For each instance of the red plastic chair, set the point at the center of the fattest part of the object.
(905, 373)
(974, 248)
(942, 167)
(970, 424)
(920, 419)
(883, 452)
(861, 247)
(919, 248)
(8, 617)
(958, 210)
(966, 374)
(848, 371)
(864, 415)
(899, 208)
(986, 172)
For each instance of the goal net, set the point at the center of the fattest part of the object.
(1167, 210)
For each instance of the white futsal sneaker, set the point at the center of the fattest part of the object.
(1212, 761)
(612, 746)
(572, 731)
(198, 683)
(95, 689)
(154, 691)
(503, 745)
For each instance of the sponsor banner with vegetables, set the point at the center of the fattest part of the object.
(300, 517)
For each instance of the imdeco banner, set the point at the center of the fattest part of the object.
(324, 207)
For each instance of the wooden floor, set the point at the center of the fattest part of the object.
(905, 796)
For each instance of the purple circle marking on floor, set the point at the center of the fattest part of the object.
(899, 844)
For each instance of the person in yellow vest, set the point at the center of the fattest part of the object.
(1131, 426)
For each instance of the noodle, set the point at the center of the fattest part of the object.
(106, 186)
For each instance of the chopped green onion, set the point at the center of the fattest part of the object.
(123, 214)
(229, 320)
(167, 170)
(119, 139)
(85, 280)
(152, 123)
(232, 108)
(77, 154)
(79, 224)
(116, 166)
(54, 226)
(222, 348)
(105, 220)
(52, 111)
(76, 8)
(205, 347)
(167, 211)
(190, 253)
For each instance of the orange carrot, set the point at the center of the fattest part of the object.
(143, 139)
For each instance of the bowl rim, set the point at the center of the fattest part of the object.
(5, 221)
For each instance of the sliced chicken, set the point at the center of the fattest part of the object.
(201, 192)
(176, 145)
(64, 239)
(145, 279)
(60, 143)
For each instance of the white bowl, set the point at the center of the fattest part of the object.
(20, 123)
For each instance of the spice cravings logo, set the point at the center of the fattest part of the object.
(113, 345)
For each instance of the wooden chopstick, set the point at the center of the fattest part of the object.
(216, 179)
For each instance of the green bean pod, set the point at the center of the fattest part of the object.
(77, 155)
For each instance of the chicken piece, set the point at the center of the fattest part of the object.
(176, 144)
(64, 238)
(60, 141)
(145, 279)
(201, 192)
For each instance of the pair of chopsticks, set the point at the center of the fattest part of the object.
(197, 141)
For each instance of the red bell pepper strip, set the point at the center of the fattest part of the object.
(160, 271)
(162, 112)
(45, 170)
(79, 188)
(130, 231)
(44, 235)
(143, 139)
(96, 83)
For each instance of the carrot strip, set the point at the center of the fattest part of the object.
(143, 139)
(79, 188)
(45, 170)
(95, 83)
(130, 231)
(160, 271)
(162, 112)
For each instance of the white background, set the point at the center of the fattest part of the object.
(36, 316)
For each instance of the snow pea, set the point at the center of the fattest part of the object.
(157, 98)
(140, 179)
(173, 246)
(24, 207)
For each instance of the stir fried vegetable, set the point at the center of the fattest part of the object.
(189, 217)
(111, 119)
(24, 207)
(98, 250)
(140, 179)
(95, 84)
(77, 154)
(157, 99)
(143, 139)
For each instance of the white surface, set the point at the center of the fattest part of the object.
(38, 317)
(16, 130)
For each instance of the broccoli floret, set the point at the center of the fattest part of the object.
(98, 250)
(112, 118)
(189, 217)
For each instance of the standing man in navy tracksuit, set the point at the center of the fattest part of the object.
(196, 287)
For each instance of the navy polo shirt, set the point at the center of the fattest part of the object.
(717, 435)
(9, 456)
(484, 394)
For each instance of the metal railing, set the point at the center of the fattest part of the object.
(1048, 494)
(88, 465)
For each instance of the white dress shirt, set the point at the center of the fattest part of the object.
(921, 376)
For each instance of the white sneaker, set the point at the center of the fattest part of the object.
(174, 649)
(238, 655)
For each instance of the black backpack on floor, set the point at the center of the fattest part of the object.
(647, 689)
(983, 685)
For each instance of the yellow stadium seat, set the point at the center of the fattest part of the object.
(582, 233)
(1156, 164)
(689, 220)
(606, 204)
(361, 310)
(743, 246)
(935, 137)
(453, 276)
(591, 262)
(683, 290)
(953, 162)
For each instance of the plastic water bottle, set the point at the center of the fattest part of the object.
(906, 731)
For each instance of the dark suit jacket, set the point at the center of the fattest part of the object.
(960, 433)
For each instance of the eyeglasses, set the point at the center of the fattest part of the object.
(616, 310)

• What is asked
Repeat the part that opens with the line containing "For each instance of the white sneaker, set" and closes with the final line, requests included, shifting every coordinate in the points up by 18.

• Solution below
For each instance of the white sneaker, set the point at the center of the fattest part of the object.
(192, 667)
(256, 673)
For each instance of the black backpack on floor, set the point at the center of the fattest part of the object.
(665, 707)
(1001, 703)
For each instance of the yellow stadium seat, set the point at the center of the fattest part of the object.
(600, 251)
(1174, 182)
(707, 238)
(624, 222)
(379, 328)
(761, 264)
(953, 155)
(471, 294)
(609, 280)
(701, 308)
(971, 180)
For each instance of the plastic water bottle, set the point at the center of the fattest part of the object.
(924, 749)
For each instance of the dark suit jacket, set the point at the center of the fattest part of the object.
(978, 451)
For each instance of the eyeglasses, set the point at the center of the fattest part of the object.
(634, 328)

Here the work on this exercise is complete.